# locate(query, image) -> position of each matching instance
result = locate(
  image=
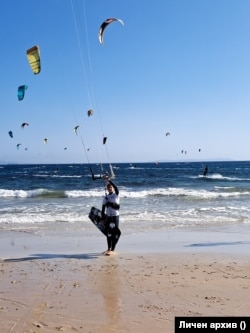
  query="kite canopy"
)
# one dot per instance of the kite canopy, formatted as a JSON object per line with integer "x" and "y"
{"x": 90, "y": 112}
{"x": 75, "y": 129}
{"x": 33, "y": 55}
{"x": 21, "y": 92}
{"x": 104, "y": 25}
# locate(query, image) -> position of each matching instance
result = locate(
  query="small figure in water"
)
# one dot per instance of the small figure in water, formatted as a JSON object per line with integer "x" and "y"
{"x": 205, "y": 171}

• PROMPT
Restate the records above in full, word for word. Keep pictures out.

• TASK RESPONSE
# locate(query, image) -> position of each matching instance
result = locate(
  image=
  query="kite canopy"
)
# one dot per instance of the kite canopy, formatted as a JSON object per line with integer "x" and "y"
{"x": 90, "y": 112}
{"x": 75, "y": 129}
{"x": 33, "y": 55}
{"x": 21, "y": 92}
{"x": 104, "y": 25}
# locate(query, image) -> position of each matching instance
result = locate(
  query="small figure in water"
)
# one dot per instance of the small figure in water, formatted as a JSON object per line with integer "x" and "y"
{"x": 205, "y": 171}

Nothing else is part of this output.